Aún no sabemos todos los detalles del funcionamiento de estos mecanismos, pero tenemos evidencias claras sobre algunos de ellos. Por ejemplo, sabemos que los bosques y el fitoplancton marino absorben el CO2 contrarrestando el incremento de la temperatura planetaria, a la vez que el hielo de los polos refleja gran parte de la luz solar al espacio exterior con el mismo resultado. Cuando se pierden grandes extensiones de selva a la vez que crecen los niveles de CO2 y otros gases de efecto invernadero, la temperatura planetaria aumenta y el hielo de los casquetes polares se derrite, dejando al descubierto suelo desnudo que absorbe la luz solar y calienta aún más la superficie, aumentando otra vez la temperatura. Este incremento también afecta a las masas oceánicas provocando la proliferación de organismos que producen metano, un gas de efecto invernadero con un poder de retención del calor veintitrés veces mayor al del CO2. Este ciclo de retroalimentación se acelera cada vez más y seguirá su curso hasta llegar al siguiente punto de equilibrio.

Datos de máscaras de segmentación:

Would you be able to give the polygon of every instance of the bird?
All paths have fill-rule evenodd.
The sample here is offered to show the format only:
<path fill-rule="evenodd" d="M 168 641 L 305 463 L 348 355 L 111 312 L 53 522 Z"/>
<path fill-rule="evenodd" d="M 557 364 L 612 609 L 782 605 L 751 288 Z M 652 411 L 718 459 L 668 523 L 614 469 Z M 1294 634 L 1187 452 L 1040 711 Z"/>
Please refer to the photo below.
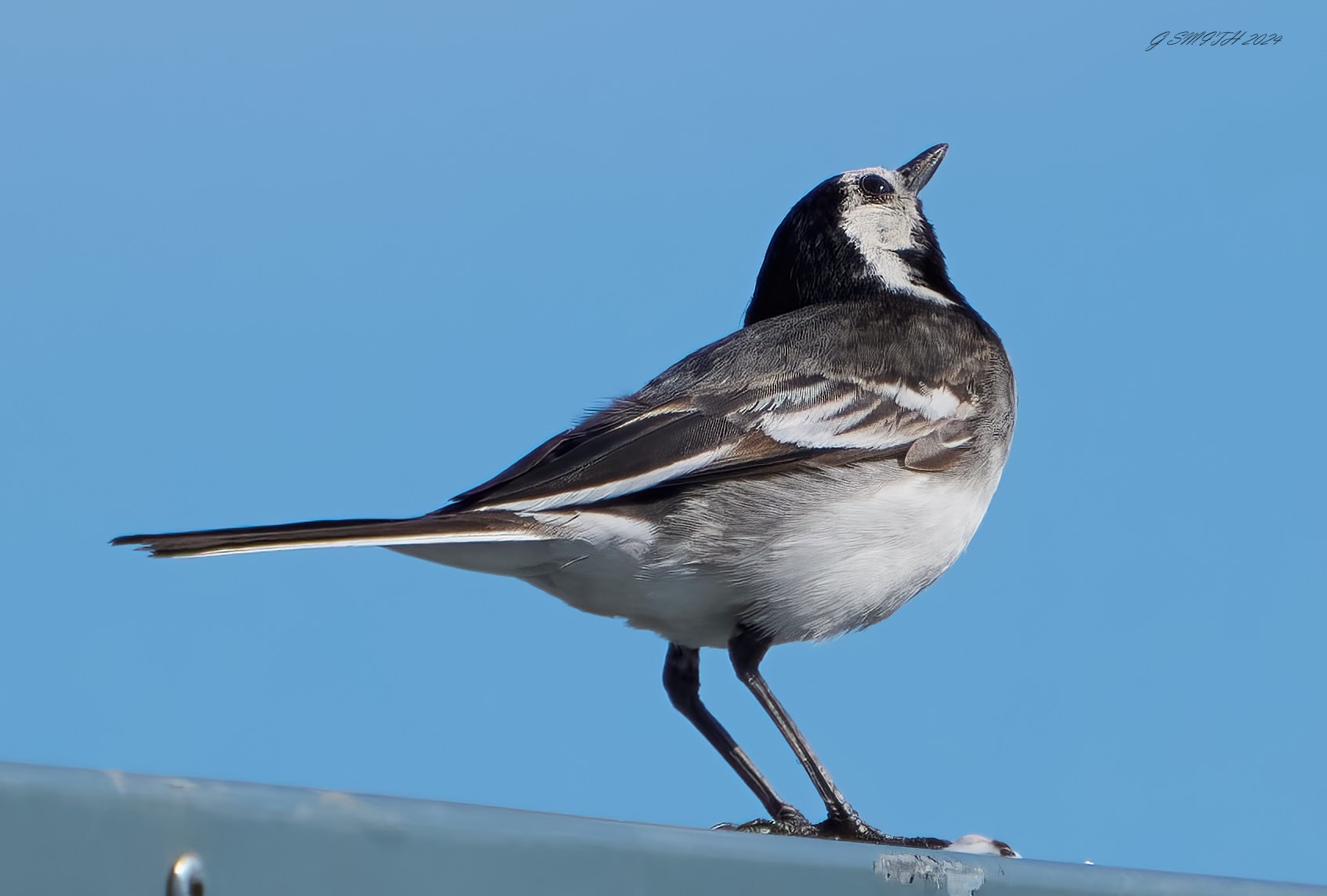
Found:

### Consignas de trabajo
1. Según el texto sobre la retroalimentación climática, ¿cuántas veces mayor que el del CO2 es el poder de retención del calor del metano?
2. Prolongue el texto sobre la retroalimentación climática a partir de su última oración.
Los registros no intervienen en esta actividad.

### Resultados del ejercicio
1. Veintitrés veces mayor.

2.
ENFERMEDADES GLOBALES

Un aumento de 6º C no parece tan grave. ¿Deberíamos preocuparnos tanto? Consideremos el último informe del Panel Internacional del Cambio Climático, el más importante organismo sobre el clima que incluye a más de mil expertos de todo el mundo. Este informe toma en cuenta las incertidumbres de los modelos computacionales y presenta varios escenarios. En los más pesimistas, los impactos incluyen: disminución de la cantidad y calidad de agua en latitudes medias y bajas; extinción de más del 40% de las especies; mortalidad generalizada de los arrecifes de coral; aumento de incendios incontrolables; cambios significativos en las corrientes marinas; impactos negativos, complejos y localizados en la pesca y agricultura de subsistencia; disminución de la productividad de los cereales; pérdida del 30% de los humedales costeros del mundo; millones de personas y bienes afectados por inundaciones; aumento de la desnutrición y enfermedades diarreicas, cardiorrespiratorias e infecciosas; aumento de la morbilidad y mortalidad debido a olas de calor, inundaciones y sequías; cambios en los mecanismos de transmisión de enfermedades. Estos impactos corresponden a un aumento en la temperatura de 4º C. James Lovelock considera que este informe es demasiado optimista y su visión es compartida en gran medida por James Hansen, probablemente el más importante climatólogo del mundo.

Ambos científicos sostienen que el cambio climático está determinado por “puntos de inflexión”, es decir puntos en los que no hay retorno al estado anterior. Hansen piensa que es probable que alcancemos el punto de inflexión en menos de dos décadas a no ser que se cambie radicalmente el modelo de desarrollo actual basado en combustibles fósiles. Lovelock es más pesimista y considera que ya hemos pasado el punto de no retorno.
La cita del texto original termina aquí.